What is required
From the listing below, extract every line that contains the word "wall".

Input material
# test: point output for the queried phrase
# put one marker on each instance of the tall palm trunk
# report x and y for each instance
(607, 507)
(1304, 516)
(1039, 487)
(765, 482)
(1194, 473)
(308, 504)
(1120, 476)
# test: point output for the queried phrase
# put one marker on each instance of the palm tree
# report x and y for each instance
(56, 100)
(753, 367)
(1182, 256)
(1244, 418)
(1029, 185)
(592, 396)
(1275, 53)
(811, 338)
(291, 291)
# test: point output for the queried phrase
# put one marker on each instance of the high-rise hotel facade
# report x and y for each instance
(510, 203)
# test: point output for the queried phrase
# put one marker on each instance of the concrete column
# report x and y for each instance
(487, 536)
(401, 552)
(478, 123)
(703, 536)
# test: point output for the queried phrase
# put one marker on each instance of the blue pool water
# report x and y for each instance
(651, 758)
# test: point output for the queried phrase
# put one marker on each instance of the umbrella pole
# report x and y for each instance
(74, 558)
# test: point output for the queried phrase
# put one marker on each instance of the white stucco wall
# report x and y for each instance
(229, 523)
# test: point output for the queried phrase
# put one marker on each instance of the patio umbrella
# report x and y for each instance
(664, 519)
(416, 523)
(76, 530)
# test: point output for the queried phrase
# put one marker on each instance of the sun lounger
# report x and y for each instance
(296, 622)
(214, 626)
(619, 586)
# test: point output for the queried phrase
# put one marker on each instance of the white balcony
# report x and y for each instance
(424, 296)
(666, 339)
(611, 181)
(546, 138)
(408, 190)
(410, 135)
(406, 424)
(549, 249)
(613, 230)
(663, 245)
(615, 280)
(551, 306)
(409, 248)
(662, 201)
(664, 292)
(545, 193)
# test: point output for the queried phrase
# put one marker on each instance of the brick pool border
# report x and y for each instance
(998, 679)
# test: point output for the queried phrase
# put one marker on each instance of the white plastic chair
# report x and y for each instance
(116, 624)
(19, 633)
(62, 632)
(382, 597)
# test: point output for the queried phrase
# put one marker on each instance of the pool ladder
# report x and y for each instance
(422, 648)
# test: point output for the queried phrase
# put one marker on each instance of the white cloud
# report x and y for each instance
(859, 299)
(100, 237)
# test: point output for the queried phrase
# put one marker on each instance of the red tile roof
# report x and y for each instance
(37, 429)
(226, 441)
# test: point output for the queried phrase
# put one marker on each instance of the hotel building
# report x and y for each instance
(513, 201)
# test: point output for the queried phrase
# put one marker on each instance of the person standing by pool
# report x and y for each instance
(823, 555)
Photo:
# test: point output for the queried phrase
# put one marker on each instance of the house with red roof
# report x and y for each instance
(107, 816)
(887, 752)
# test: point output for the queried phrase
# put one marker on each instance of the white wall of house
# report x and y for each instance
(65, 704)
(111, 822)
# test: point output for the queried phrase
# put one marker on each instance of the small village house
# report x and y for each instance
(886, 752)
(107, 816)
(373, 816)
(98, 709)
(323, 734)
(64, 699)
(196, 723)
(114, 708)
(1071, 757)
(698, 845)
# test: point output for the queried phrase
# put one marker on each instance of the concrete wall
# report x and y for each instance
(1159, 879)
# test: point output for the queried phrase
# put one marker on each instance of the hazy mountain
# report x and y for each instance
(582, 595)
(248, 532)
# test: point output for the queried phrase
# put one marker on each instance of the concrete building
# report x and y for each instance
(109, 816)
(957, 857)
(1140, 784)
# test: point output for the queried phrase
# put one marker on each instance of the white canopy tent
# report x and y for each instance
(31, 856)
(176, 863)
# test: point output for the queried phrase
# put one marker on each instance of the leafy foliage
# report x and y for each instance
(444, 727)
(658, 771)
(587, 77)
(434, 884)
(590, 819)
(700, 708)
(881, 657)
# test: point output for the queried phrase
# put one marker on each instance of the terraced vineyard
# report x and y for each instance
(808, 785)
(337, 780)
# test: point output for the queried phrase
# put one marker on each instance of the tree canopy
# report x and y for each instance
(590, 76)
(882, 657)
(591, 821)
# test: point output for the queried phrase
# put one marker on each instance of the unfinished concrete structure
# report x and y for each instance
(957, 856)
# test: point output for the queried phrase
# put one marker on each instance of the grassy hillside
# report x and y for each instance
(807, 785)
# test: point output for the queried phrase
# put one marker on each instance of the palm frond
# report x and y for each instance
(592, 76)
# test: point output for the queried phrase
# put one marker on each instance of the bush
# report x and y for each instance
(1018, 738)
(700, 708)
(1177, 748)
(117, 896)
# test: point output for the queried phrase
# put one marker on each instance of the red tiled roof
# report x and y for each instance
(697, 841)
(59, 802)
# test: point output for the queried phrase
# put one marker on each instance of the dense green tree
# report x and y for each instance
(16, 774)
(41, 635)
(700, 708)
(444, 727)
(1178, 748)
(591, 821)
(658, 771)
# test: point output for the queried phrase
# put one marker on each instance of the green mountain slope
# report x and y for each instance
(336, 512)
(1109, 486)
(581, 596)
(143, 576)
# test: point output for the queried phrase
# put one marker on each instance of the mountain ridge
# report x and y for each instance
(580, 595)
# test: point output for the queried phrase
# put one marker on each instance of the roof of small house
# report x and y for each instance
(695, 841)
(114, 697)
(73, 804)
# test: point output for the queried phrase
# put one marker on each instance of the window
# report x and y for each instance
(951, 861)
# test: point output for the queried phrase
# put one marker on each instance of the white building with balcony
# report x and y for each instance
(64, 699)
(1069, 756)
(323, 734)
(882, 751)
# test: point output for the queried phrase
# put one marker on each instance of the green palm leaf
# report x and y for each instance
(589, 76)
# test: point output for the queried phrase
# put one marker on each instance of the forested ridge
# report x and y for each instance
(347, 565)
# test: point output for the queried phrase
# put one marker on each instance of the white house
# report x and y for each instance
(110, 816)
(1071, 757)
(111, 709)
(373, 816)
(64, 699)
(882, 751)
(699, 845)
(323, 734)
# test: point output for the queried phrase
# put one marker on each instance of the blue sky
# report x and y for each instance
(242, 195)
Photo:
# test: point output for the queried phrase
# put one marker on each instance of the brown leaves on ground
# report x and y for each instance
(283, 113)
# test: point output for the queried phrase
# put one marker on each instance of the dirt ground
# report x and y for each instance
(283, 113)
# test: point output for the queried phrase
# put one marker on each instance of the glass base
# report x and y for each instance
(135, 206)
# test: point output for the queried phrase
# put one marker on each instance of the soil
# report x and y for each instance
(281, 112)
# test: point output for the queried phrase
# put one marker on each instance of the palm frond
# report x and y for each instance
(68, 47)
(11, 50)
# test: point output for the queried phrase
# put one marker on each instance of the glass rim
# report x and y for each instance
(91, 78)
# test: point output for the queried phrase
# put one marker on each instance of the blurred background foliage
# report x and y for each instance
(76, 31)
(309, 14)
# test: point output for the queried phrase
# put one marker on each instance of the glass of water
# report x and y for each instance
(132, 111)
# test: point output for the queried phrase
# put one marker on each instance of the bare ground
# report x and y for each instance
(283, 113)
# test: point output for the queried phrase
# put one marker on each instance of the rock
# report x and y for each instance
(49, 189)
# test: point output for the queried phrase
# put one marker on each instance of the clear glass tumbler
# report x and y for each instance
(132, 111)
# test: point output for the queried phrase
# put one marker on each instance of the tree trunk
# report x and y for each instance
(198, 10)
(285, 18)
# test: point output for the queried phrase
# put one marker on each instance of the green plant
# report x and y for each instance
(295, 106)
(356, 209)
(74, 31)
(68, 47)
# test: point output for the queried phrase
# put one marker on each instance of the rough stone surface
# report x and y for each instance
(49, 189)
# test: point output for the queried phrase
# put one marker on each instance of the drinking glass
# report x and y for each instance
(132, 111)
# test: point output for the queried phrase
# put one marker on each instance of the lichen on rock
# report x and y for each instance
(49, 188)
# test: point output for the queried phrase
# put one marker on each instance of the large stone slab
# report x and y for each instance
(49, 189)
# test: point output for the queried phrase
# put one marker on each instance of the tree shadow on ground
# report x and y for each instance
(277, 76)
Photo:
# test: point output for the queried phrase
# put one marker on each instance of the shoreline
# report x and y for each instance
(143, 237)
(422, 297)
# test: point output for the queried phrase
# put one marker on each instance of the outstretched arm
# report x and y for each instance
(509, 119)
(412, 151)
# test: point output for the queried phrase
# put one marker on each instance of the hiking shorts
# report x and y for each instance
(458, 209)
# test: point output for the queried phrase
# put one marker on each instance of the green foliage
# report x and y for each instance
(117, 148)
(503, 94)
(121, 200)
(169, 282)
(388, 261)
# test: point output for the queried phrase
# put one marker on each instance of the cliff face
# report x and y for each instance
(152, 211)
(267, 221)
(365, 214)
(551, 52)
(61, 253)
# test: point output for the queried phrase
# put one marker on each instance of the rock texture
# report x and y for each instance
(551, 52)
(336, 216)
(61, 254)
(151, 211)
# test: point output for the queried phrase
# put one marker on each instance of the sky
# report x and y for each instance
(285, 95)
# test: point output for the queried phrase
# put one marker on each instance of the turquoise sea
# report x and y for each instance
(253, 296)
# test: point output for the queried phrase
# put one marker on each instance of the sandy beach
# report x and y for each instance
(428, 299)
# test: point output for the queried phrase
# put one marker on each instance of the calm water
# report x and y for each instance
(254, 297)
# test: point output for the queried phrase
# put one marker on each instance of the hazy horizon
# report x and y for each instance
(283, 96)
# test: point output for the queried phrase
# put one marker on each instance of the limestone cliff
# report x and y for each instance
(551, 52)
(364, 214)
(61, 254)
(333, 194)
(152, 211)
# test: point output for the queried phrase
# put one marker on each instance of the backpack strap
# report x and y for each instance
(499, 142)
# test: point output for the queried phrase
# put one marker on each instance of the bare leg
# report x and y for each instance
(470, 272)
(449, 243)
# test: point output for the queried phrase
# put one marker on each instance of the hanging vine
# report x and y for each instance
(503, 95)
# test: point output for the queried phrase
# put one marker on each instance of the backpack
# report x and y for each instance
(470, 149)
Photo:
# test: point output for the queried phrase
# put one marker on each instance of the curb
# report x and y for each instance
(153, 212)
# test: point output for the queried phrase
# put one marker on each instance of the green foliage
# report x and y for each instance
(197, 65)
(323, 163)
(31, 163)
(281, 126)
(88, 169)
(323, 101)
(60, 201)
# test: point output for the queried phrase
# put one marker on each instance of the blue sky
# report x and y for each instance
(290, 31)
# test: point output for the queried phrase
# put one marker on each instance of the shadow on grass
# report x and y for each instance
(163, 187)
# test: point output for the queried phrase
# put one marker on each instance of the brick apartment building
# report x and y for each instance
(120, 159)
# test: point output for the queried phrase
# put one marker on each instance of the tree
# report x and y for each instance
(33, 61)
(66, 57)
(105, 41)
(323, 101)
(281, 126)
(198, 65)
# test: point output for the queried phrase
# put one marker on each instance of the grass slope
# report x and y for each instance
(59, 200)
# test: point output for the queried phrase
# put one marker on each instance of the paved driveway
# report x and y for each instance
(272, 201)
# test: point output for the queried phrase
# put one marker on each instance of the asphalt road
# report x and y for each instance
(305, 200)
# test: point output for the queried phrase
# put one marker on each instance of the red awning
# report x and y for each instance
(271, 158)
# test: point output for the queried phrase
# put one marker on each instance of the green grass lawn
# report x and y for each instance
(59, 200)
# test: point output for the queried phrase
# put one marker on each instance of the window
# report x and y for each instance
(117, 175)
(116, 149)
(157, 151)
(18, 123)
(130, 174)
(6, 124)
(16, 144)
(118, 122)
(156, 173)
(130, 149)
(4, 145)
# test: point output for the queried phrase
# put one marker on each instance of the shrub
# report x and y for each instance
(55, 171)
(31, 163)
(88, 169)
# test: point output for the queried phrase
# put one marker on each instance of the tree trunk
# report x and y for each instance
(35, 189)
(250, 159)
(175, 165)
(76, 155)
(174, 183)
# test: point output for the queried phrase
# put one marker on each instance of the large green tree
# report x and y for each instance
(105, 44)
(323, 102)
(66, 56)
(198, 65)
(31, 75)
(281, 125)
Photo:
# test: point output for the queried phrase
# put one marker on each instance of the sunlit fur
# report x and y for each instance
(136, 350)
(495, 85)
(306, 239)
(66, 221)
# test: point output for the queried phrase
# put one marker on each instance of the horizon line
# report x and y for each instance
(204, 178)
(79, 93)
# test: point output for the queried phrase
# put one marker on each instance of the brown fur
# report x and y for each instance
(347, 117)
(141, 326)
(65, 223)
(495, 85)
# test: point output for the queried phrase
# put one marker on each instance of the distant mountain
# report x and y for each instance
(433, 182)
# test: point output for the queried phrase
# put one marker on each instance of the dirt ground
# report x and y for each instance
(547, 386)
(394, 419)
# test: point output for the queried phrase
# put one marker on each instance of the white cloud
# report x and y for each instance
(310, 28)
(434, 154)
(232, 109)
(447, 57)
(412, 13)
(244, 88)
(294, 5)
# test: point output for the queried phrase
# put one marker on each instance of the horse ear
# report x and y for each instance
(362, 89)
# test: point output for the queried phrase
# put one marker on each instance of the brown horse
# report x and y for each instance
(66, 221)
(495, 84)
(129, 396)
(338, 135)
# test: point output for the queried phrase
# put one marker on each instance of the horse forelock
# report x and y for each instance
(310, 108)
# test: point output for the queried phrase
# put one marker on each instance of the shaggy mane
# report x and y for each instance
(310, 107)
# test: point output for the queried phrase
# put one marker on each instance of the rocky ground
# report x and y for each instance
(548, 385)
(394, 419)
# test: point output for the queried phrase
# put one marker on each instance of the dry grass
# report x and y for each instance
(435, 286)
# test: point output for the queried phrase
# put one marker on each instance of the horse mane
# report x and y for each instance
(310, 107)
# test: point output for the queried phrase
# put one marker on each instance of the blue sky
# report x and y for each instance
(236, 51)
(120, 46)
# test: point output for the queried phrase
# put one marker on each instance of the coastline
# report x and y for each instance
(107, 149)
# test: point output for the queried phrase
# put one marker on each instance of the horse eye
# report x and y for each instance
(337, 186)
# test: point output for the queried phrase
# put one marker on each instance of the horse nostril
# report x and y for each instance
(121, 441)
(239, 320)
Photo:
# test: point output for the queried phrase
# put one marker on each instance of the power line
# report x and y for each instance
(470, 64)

Answer for this exercise
# put one marker on each instance of the white stucco wall
# put one marker on each instance of the white wall of house
# put one marker on each instance of the concrete wall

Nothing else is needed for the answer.